The problem: Reproduce exactly the lines below, starting with the line that contains "of the front" and ending with the last line of the records, both included, and nothing else.

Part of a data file

◆ ◆ ◆ ◆

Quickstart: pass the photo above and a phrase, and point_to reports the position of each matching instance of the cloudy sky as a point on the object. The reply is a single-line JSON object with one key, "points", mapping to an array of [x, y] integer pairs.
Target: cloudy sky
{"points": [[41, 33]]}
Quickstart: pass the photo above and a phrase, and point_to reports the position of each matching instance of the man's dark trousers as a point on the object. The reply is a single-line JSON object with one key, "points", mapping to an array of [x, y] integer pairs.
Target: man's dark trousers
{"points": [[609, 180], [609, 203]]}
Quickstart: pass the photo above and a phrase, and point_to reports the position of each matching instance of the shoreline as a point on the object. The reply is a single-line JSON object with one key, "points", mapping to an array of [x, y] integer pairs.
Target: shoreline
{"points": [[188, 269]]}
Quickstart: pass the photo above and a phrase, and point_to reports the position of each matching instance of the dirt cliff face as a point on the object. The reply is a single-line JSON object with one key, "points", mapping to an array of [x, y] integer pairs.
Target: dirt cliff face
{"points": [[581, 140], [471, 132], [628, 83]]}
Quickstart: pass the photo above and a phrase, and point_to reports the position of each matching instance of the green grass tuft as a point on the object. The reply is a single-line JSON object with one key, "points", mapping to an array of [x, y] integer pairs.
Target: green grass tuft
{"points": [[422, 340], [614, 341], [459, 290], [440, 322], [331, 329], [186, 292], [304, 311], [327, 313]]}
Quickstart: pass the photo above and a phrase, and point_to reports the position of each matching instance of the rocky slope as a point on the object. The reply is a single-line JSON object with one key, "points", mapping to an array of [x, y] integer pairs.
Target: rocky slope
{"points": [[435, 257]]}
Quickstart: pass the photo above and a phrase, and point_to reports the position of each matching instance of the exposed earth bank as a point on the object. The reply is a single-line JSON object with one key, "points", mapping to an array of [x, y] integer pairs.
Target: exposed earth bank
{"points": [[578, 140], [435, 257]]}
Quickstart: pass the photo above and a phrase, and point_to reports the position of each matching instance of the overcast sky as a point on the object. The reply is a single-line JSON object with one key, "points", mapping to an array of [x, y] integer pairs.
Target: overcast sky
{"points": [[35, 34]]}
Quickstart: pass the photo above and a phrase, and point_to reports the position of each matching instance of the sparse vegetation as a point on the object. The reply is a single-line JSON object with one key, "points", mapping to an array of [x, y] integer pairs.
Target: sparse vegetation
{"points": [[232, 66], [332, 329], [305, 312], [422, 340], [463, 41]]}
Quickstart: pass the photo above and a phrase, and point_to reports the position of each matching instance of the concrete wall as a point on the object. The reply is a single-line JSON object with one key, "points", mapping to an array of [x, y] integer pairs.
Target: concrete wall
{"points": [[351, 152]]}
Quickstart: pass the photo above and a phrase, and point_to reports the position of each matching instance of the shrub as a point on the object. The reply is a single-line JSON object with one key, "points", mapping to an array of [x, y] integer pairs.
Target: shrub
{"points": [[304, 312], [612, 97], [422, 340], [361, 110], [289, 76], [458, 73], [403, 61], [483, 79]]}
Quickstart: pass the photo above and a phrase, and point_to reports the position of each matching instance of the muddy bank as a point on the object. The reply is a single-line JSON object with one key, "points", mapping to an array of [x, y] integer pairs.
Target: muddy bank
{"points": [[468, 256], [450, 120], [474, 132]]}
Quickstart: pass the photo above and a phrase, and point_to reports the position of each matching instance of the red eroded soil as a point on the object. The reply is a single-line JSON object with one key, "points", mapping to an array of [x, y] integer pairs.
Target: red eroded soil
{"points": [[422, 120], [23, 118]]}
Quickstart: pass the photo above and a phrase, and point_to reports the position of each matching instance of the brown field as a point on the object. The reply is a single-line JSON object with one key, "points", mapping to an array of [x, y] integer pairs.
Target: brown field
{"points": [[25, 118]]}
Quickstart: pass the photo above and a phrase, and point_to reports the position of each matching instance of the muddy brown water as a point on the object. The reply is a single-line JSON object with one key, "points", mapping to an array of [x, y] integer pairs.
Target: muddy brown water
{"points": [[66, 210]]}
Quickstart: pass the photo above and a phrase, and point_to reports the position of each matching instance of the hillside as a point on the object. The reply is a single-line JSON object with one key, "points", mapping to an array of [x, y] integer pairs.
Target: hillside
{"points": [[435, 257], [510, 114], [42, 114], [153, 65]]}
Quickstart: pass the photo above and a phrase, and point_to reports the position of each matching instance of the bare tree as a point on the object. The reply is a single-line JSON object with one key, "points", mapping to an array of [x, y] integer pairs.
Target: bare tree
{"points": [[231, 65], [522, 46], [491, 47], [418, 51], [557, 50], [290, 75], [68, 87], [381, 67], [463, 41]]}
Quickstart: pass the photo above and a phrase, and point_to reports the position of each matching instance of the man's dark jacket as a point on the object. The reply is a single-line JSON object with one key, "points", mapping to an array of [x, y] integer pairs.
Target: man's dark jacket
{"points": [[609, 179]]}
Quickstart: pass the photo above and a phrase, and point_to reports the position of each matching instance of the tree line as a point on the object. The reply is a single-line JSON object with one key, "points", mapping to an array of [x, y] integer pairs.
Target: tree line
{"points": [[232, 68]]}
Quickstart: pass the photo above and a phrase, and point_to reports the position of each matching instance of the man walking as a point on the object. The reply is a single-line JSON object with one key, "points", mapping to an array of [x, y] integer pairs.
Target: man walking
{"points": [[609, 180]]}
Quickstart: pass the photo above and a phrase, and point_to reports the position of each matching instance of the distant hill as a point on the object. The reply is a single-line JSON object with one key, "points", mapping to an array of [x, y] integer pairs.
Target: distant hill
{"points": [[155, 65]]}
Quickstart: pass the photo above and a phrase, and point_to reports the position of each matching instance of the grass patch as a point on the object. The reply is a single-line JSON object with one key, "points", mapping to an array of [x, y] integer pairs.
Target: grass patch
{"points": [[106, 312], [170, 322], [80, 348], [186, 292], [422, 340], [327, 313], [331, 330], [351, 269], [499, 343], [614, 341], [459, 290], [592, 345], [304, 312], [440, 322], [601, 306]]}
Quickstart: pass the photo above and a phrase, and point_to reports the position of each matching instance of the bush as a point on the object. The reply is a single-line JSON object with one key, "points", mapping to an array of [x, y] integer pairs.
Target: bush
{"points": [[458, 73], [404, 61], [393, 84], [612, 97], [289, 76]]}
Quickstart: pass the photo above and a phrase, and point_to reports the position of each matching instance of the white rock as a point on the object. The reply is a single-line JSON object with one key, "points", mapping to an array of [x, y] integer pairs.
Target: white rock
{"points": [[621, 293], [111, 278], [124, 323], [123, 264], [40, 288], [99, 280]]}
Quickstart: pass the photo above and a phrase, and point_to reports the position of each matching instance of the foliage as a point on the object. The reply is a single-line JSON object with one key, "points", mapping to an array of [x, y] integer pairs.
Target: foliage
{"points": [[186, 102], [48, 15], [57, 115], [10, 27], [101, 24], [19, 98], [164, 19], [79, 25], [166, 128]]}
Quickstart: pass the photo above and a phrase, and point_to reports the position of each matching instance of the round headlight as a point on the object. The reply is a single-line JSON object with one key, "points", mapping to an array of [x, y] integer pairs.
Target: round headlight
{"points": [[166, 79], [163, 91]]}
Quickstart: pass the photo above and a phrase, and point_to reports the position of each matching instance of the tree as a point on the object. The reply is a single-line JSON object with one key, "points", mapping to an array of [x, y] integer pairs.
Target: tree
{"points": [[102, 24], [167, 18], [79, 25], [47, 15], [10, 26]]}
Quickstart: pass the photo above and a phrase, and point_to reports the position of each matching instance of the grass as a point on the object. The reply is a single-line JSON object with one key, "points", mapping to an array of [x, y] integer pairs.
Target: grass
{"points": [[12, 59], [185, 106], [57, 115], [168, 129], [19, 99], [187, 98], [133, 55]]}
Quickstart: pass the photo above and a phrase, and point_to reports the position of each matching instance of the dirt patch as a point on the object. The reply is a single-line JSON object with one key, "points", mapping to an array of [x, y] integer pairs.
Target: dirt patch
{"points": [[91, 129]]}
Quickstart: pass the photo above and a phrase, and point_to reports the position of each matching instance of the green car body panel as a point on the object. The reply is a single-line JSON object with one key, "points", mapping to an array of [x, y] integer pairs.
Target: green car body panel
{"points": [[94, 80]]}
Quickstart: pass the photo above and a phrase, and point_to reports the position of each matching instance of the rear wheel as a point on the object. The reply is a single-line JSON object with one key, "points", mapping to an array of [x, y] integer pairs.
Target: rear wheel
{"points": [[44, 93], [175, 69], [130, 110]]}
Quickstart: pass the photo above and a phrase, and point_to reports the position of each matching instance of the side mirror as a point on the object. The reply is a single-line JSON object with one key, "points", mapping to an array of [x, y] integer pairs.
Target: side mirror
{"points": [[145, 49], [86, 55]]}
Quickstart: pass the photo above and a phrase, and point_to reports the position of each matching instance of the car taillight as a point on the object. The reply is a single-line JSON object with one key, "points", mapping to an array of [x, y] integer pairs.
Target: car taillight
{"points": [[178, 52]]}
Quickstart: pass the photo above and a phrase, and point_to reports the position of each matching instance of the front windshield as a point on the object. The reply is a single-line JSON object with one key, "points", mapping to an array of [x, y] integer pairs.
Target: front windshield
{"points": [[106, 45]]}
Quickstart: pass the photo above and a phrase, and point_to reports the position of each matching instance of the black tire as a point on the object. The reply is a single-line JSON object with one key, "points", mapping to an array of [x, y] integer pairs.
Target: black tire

◆ ◆ ◆ ◆

Task result:
Quickstart: pass the photo above and a phrase, and point_to reports the position of each matching instance of the front windshield as a point on the object. The reply is a single-line JSON object with one key, "points", mapping to an array of [x, y] integer pairs.
Target: front windshield
{"points": [[106, 45]]}
Quickstart: pass the photo above and a phrase, and point_to reports the position of each matching instance of the black tire as a point on the object. The reply is a single-line JSON object with one key, "points", mapping to an array of [x, y] integer pairs.
Target: black tire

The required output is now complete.